--- START OF INPUT DATA ---
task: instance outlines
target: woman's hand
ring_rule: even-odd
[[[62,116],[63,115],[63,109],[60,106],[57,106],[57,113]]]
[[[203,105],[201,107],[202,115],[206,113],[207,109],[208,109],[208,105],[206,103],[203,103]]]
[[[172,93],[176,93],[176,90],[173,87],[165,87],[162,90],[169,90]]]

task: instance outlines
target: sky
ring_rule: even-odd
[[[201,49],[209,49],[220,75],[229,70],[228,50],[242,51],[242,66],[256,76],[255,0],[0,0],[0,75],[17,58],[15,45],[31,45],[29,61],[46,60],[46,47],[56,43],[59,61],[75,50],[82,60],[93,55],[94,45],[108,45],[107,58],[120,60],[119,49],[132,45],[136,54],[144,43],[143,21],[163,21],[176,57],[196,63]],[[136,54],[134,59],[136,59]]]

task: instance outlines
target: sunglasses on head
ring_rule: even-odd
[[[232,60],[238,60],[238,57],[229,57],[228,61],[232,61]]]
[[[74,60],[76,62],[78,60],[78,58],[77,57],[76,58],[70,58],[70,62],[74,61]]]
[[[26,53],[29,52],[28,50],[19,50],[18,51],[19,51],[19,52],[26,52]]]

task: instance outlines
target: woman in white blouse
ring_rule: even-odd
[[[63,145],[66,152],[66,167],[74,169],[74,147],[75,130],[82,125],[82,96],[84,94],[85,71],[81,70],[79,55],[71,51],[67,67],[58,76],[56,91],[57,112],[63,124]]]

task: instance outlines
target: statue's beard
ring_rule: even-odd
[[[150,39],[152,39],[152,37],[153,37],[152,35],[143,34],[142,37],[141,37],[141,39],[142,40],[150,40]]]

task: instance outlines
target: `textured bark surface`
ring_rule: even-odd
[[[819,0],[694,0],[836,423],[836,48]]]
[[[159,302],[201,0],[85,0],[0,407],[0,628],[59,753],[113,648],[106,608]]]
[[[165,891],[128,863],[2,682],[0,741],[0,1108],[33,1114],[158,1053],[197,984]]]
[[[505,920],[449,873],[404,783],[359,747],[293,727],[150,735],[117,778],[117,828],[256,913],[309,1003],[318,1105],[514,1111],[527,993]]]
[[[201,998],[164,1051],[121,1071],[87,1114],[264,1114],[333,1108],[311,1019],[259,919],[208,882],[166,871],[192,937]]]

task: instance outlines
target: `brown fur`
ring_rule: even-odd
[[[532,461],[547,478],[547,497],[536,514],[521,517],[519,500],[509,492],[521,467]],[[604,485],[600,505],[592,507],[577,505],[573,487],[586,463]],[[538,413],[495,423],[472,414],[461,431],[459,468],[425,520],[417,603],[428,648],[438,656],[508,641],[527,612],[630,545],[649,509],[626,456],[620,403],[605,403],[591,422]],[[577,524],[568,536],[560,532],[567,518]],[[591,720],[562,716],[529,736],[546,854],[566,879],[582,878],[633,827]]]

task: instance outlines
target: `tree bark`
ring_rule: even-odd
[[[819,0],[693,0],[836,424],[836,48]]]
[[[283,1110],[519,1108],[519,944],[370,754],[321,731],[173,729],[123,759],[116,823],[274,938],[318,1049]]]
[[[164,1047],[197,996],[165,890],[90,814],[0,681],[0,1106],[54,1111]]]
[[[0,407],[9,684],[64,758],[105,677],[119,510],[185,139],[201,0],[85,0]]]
--- END OF INPUT DATA ---
WORK TO BE COMPLETED:
Reproduce all of the entries word for word.

RESPONSE TO THIS EXERCISE:
task: instance outlines
target: woman's hand
ring_rule: even-odd
[[[62,116],[63,115],[63,109],[60,106],[57,106],[57,113]]]
[[[203,105],[201,107],[202,115],[206,113],[207,109],[208,109],[208,105],[206,103],[203,103]]]
[[[172,93],[176,93],[176,90],[173,87],[165,87],[162,90],[169,90]]]

task: instance outlines
target: sky
ring_rule: even-odd
[[[201,49],[209,49],[220,75],[229,70],[228,50],[242,51],[242,66],[256,76],[255,0],[0,0],[0,75],[17,58],[15,45],[31,45],[29,61],[46,60],[46,47],[56,43],[59,61],[75,50],[82,60],[93,55],[94,45],[108,45],[107,58],[120,60],[119,49],[132,45],[136,54],[144,43],[143,21],[163,21],[176,57],[196,63]],[[136,54],[134,59],[136,59]]]

task: instance outlines
target: sunglasses on head
ring_rule: even-odd
[[[232,60],[238,60],[238,57],[229,57],[228,61],[232,61]]]
[[[74,60],[76,62],[78,60],[78,58],[77,57],[76,58],[70,58],[70,62],[74,61]]]
[[[26,53],[29,52],[28,50],[19,50],[18,51],[19,51],[19,52],[26,52]]]

task: instance outlines
target: woman in white blouse
ring_rule: even-odd
[[[63,145],[66,152],[66,167],[74,169],[74,147],[75,130],[82,125],[82,96],[84,94],[85,71],[81,70],[79,55],[71,51],[67,67],[58,76],[56,91],[57,112],[63,124]]]

task: instance outlines
target: statue's beard
ring_rule: even-odd
[[[150,39],[152,39],[152,37],[153,37],[152,35],[143,34],[142,37],[141,37],[141,39],[142,40],[150,40]]]

task: instance outlines
target: `textured bark surface`
ring_rule: even-odd
[[[819,0],[694,0],[836,423],[836,48]]]
[[[159,302],[201,0],[85,0],[0,407],[0,628],[59,753],[113,648],[106,608]]]
[[[165,891],[128,863],[2,682],[0,741],[0,1108],[33,1114],[158,1053],[197,984]]]
[[[505,920],[449,873],[404,783],[359,747],[293,727],[150,735],[117,778],[117,828],[256,913],[309,1003],[318,1105],[514,1111],[527,993]]]
[[[201,998],[164,1051],[121,1071],[87,1114],[264,1114],[333,1108],[311,1019],[259,919],[208,882],[166,871],[192,937]]]

task: instance outlines
target: `brown fur`
ring_rule: even-odd
[[[532,461],[547,478],[547,497],[536,514],[521,517],[519,500],[509,492],[521,467]],[[604,485],[600,505],[592,507],[577,505],[573,487],[586,463]],[[538,413],[495,423],[472,414],[461,431],[459,468],[425,520],[417,603],[428,648],[438,656],[508,641],[527,612],[630,545],[649,509],[626,456],[620,403],[605,403],[591,422]],[[577,524],[568,536],[560,532],[567,518]],[[591,720],[562,716],[529,736],[546,854],[566,879],[582,878],[633,827]]]

task: instance outlines
target: `tree bark`
ring_rule: even-odd
[[[819,0],[693,0],[836,424],[836,48]]]
[[[283,1110],[519,1108],[519,944],[370,754],[321,731],[173,729],[123,759],[116,823],[274,938],[318,1049]]]
[[[164,1047],[197,996],[165,890],[90,814],[0,681],[0,1106],[54,1111]]]
[[[0,407],[9,684],[64,758],[105,677],[119,510],[185,139],[201,0],[85,0]]]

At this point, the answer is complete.